--- Record excerpts Enclosed Below ---
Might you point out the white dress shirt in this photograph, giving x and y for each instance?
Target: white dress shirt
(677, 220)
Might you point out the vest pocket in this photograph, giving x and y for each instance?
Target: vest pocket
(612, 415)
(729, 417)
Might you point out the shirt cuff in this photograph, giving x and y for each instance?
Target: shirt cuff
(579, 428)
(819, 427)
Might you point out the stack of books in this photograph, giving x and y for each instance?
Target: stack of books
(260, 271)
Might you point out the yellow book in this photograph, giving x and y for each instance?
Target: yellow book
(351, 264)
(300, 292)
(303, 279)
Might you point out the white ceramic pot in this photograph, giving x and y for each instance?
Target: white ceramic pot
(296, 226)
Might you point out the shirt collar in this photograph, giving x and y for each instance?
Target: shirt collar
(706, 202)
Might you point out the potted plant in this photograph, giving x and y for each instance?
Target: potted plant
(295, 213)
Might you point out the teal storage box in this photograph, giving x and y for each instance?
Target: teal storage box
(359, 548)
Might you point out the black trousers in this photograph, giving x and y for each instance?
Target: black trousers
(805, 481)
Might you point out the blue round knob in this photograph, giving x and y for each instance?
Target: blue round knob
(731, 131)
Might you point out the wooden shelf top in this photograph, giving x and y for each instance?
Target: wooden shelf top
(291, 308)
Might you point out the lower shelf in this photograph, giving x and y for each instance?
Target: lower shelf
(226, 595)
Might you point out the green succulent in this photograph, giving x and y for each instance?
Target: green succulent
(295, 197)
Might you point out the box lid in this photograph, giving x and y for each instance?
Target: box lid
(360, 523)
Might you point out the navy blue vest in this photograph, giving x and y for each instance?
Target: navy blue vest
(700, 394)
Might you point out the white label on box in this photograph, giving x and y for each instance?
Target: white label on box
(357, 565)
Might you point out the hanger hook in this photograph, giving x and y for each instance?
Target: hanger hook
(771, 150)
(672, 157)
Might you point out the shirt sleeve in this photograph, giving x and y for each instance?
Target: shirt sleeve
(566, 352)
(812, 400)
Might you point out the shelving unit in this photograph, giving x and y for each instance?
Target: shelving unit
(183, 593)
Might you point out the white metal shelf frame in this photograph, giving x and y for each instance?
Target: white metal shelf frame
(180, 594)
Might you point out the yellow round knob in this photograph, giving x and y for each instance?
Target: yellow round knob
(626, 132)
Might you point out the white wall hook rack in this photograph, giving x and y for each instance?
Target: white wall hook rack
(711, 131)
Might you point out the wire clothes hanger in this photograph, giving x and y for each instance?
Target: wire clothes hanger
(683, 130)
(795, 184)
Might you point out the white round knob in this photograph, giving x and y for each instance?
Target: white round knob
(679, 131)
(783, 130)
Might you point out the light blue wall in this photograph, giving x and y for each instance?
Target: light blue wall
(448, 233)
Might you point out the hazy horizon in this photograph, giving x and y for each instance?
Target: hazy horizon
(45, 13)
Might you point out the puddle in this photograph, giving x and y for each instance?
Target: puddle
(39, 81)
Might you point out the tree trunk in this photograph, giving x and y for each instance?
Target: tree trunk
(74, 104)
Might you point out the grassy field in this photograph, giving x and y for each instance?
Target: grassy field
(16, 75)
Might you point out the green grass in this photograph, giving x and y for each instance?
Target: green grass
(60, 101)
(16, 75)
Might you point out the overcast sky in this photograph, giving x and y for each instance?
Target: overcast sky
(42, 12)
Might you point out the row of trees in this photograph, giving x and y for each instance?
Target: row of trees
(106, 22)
--- End of Enclosed Record excerpts ---
How to complete this task =
Repeat every record above. Each one must match exactly.

Exercise response =
Might you point out the white dress shirt in this photograph, giving x and y for each instance?
Target: white dress shirt
(677, 220)
Might you point out the vest pocket in this photograph, giving x and y for each instance?
Target: vest pocket
(612, 415)
(729, 417)
Might you point out the shirt cuff in this photograph, giving x and y for each instance?
Target: shirt cuff
(579, 428)
(819, 427)
Might you point out the stack of books in this photograph, giving x and y for each instance?
Target: stack of books
(260, 271)
Might you point out the yellow book in this photograph, giving x and y for each instance?
Target: yellow book
(351, 264)
(300, 292)
(303, 279)
Might you point out the white ceramic pot in this photograph, giving x and y for each instance?
Target: white ceramic pot
(296, 226)
Might you point out the shirt collar in this photograph, giving x and y for each instance?
Target: shirt collar
(706, 202)
Might you point out the potted plant in this photograph, giving x and y for each instance?
Target: potted plant
(295, 213)
Might you point out the teal storage box in this photograph, giving x and y for each instance?
Target: teal storage box
(359, 548)
Might you point out the black trousers in this photograph, giving x and y for each instance?
Target: black trousers
(805, 481)
Might you point out the blue round knob in this photograph, giving x and y for each instance?
Target: blue round knob
(731, 131)
Might you point out the wooden shelf top in this photograph, giving x and y for each instance?
Target: wooden shelf top
(291, 308)
Might you point out the lower shelf in this photograph, giving x and y for each instance?
Target: lower shelf
(226, 595)
Might you point out the green succulent in this photograph, giving x and y for each instance?
Target: green succulent
(295, 197)
Might you point out the box lid in this photograph, giving x and y for each instance?
Target: box lid
(360, 523)
Might you point out the navy blue vest in this photograph, giving x and y for each instance?
Target: navy blue vest
(700, 394)
Might you point out the white label on box in this photograph, giving x and y for each instance?
Target: white label on box
(357, 565)
Might you point out the hanger hook in this photograph, giving x and y for each instance?
Target: hanger hook
(771, 150)
(672, 157)
Might you point out the shirt sleeve in this photograph, giving x and y for each instance?
Target: shirt sleeve
(566, 352)
(812, 400)
Might you point out the shelving unit in this photograph, giving x and y for each instance?
Target: shelving unit
(183, 593)
Might you point out the white metal shelf frame in this photograph, giving x and y for each instance?
Target: white metal shelf frame
(180, 594)
Might you point out the yellow round knob in this photograph, giving x and y for each instance?
Target: yellow round knob
(626, 132)
Might you point out the white wall hook rack in this photograph, giving x and y for each instance?
Target: white wall hook rack
(711, 131)
Might you point out the wire clothes hanger in this photograph, giving x and y for each instance?
Target: wire clothes hanger
(683, 130)
(795, 184)
Might you point out the white round knob in this photograph, giving x and y for each instance?
Target: white round knob
(679, 131)
(783, 130)
Might you point out the light blue wall in this photograph, giving x and y for each instance?
Target: light blue wall
(448, 233)
Might you point out the hazy horizon in this photograph, giving x and y for each instance?
Target: hazy horizon
(45, 13)
Might you point out the puddle in this photograph, giving x and y for each instance?
Target: puddle
(39, 81)
Might you point out the tree trunk in this photograph, giving x and y for each instance?
Target: tree trunk
(74, 104)
Might you point out the grassy field in this photograph, giving x and y for each instance?
Target: grassy field
(16, 75)
Might you point out the green grass in this photograph, giving x and y for each instance?
Target: green grass
(60, 101)
(16, 75)
Might you point out the overcast sky in this photograph, giving x and y for each instance?
Target: overcast sky
(42, 12)
Might you point out the row of trees in this photograph, giving x and y for each instance?
Target: row of trees
(106, 22)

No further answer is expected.